— start PROVIDED INFORMATION —

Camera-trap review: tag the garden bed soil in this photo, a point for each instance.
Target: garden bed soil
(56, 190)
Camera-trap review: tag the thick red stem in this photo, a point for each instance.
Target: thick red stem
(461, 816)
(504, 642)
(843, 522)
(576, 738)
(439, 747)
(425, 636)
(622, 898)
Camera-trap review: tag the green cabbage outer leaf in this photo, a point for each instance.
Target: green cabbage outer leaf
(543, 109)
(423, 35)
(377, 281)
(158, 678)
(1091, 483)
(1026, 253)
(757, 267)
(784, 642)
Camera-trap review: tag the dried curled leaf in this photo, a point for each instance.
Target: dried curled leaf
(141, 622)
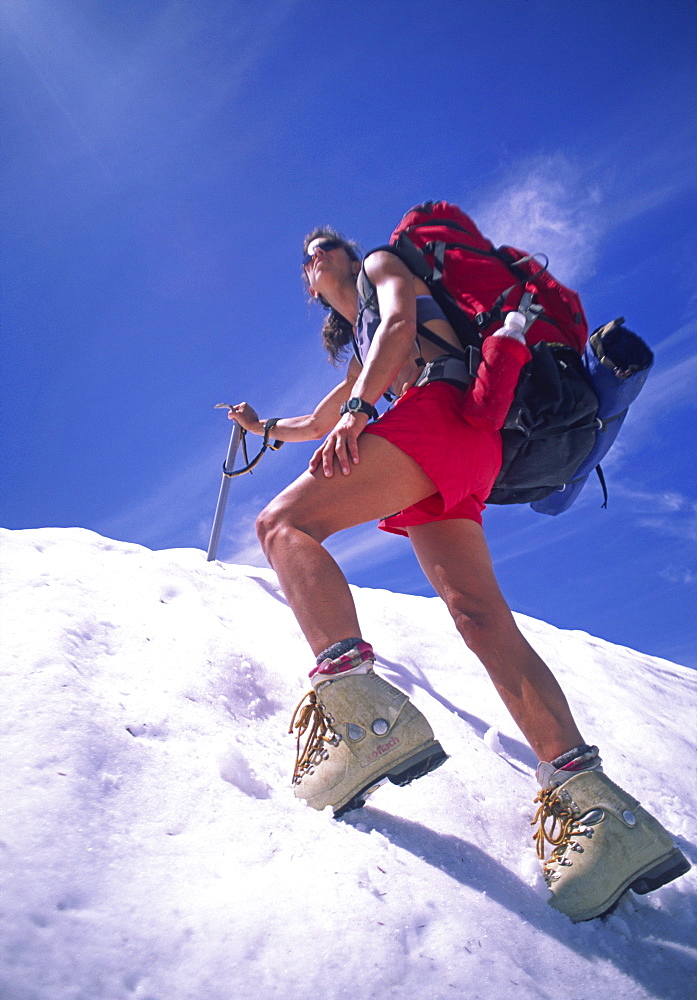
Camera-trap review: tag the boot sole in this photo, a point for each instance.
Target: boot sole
(419, 764)
(672, 867)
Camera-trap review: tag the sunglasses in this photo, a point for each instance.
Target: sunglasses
(325, 245)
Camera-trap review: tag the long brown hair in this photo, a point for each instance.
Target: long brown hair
(336, 330)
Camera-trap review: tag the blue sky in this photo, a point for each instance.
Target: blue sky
(161, 164)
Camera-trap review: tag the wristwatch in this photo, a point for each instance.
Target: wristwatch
(357, 405)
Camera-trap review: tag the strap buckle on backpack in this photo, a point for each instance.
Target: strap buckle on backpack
(455, 371)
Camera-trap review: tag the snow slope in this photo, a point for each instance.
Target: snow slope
(152, 848)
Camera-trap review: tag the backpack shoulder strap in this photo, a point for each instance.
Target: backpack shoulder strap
(419, 266)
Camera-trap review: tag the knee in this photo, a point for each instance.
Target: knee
(482, 626)
(280, 524)
(271, 524)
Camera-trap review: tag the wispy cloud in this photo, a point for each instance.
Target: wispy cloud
(549, 204)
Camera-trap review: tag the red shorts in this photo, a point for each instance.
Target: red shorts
(462, 461)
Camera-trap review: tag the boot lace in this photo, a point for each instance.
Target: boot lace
(313, 727)
(558, 835)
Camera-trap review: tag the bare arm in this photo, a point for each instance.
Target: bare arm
(389, 350)
(310, 427)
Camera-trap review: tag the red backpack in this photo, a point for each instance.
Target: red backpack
(475, 282)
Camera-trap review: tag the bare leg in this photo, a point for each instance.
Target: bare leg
(293, 526)
(455, 558)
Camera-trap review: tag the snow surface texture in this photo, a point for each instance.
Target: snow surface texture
(153, 849)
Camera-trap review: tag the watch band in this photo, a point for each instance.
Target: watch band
(357, 405)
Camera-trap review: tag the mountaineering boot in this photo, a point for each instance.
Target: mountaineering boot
(603, 843)
(361, 731)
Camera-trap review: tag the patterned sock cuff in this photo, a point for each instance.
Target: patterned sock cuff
(357, 654)
(582, 758)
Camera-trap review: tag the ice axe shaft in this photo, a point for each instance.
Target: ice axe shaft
(235, 439)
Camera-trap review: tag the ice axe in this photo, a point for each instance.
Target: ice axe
(238, 435)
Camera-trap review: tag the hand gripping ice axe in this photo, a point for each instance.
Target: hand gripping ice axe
(238, 435)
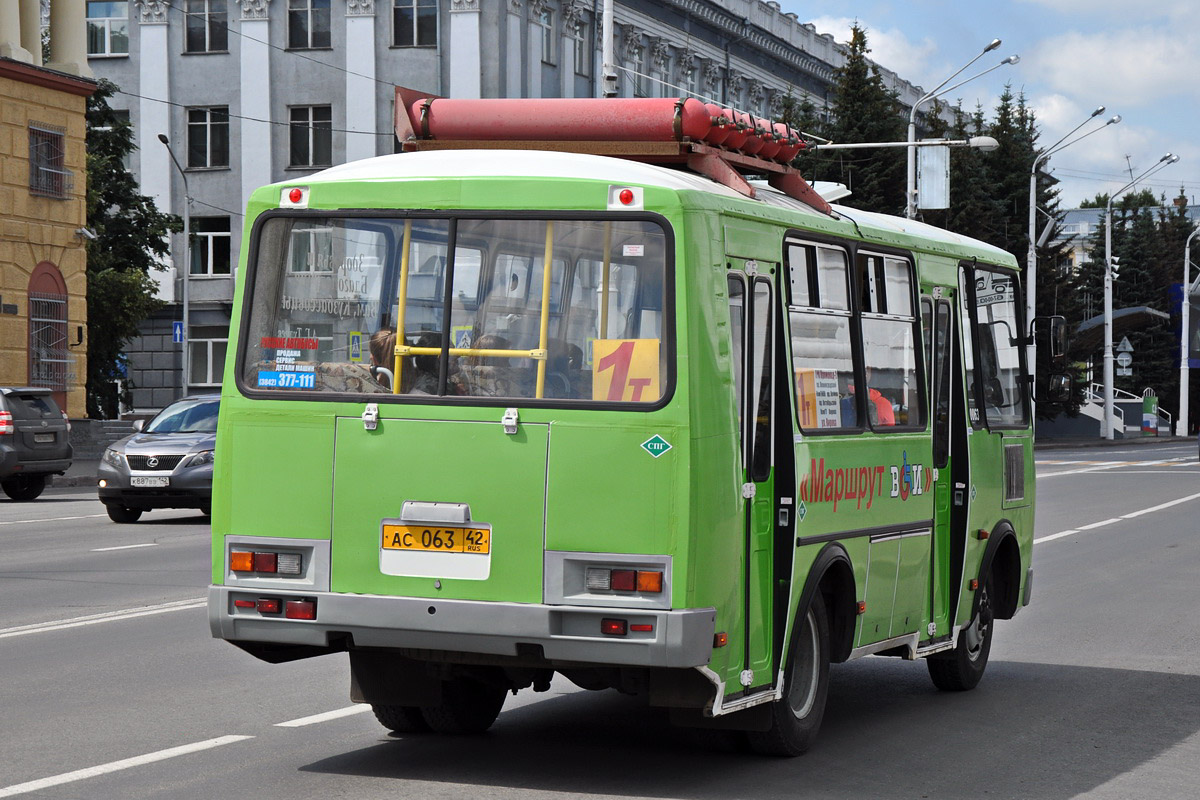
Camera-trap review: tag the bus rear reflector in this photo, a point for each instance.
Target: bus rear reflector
(613, 626)
(300, 609)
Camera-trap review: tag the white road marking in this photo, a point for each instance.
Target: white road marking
(349, 710)
(25, 522)
(107, 617)
(115, 767)
(1132, 515)
(124, 547)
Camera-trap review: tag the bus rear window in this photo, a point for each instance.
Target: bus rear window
(459, 307)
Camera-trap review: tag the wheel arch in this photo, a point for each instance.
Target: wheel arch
(1003, 558)
(833, 576)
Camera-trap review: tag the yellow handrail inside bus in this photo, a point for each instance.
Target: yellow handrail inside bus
(546, 262)
(402, 302)
(604, 292)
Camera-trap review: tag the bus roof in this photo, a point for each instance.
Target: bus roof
(527, 163)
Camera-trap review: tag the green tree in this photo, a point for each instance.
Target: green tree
(131, 240)
(864, 109)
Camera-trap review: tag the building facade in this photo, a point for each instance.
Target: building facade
(255, 91)
(43, 282)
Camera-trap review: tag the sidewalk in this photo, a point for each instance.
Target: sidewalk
(83, 471)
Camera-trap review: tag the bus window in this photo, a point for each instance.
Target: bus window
(889, 352)
(599, 337)
(822, 354)
(1001, 358)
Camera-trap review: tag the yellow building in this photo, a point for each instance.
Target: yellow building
(43, 284)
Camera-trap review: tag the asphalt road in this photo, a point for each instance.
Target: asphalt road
(113, 689)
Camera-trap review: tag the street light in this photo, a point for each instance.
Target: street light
(1107, 426)
(187, 259)
(910, 205)
(1031, 260)
(1183, 335)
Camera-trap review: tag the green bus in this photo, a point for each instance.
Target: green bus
(629, 425)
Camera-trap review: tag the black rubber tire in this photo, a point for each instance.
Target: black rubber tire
(961, 668)
(24, 487)
(123, 515)
(796, 719)
(401, 719)
(467, 707)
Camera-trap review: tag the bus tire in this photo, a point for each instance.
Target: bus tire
(961, 668)
(796, 719)
(401, 719)
(467, 707)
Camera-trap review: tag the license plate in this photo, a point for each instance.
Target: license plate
(147, 482)
(437, 539)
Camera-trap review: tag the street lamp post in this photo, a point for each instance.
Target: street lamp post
(187, 262)
(1186, 312)
(1107, 426)
(910, 204)
(1031, 260)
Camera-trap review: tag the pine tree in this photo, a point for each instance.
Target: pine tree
(864, 110)
(131, 240)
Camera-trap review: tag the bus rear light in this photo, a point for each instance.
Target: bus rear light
(264, 561)
(268, 606)
(613, 626)
(597, 578)
(300, 609)
(287, 564)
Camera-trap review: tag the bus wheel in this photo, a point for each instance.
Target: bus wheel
(401, 719)
(467, 707)
(796, 719)
(963, 667)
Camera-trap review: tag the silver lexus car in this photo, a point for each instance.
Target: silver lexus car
(166, 464)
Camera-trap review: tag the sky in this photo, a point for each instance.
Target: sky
(1140, 61)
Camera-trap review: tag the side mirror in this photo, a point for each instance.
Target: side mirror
(1055, 389)
(1053, 332)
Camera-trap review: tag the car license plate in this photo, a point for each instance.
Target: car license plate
(437, 539)
(149, 482)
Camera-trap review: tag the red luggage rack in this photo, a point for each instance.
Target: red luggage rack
(719, 143)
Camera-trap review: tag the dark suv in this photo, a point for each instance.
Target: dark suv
(33, 440)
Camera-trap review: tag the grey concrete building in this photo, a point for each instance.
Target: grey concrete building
(253, 91)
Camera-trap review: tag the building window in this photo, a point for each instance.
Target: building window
(208, 137)
(414, 23)
(210, 245)
(48, 175)
(108, 29)
(582, 37)
(312, 136)
(307, 24)
(207, 361)
(545, 20)
(207, 23)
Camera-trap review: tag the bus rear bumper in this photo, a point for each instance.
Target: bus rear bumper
(564, 633)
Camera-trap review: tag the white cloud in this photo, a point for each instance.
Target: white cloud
(889, 48)
(1131, 67)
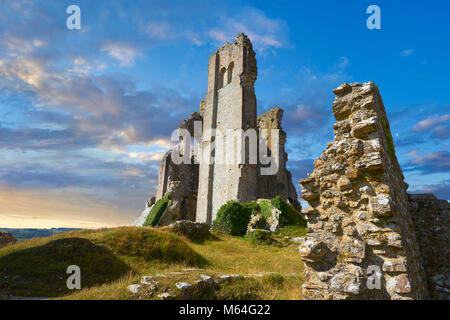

— end PROVIDED INFORMATION —

Pull out every line in the entries above that contains the string "sidewalk", copying each one whole and keeping their original order.

> [ANSWER TO THIS TASK]
Camera-trap review: tag the sidewalk in this photo, a point for each instance.
Target: sidewalk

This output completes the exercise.